Start of DATA FOR ANALYSIS
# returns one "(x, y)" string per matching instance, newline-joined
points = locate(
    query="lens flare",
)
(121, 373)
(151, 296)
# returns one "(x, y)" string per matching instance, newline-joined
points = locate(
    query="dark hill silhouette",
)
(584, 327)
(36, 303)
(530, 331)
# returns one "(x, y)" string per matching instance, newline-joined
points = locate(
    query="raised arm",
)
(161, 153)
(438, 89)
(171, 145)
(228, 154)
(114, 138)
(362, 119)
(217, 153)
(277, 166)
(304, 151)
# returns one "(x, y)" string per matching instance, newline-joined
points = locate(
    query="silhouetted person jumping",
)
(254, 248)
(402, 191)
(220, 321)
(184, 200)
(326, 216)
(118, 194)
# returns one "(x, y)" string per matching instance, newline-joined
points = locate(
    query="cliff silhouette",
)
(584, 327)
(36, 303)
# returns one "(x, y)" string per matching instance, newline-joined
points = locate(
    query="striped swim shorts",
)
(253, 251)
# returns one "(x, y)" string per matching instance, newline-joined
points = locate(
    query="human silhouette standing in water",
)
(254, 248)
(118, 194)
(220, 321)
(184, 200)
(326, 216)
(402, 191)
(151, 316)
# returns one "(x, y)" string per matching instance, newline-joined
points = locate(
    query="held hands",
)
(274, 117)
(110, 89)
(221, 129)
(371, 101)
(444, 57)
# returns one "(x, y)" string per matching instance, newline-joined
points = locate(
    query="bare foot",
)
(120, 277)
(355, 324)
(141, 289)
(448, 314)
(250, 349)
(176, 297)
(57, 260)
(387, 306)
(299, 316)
End of DATA FOR ANALYSIS
Start of DATA FOR ANALYSIS
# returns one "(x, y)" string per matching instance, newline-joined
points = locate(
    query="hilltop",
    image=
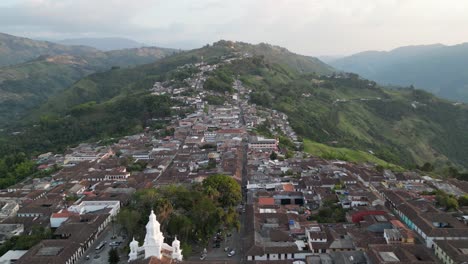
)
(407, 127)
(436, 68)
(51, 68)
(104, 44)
End of DATA FOR ANALYSIS
DIRECTIONS — Look for the word "query" in the listing above, and copy every line where you find it.

FINISHED TASK —
    query="lens flare",
    query="dark hill silhouette",
    query="raised arm",
    query="silhouetted person jumping",
    query="cliff silhouette",
    query="striped swim shorts",
    query="human silhouette standing in water",
    query="held hands",
    query="bare foot",
    query="hilltop",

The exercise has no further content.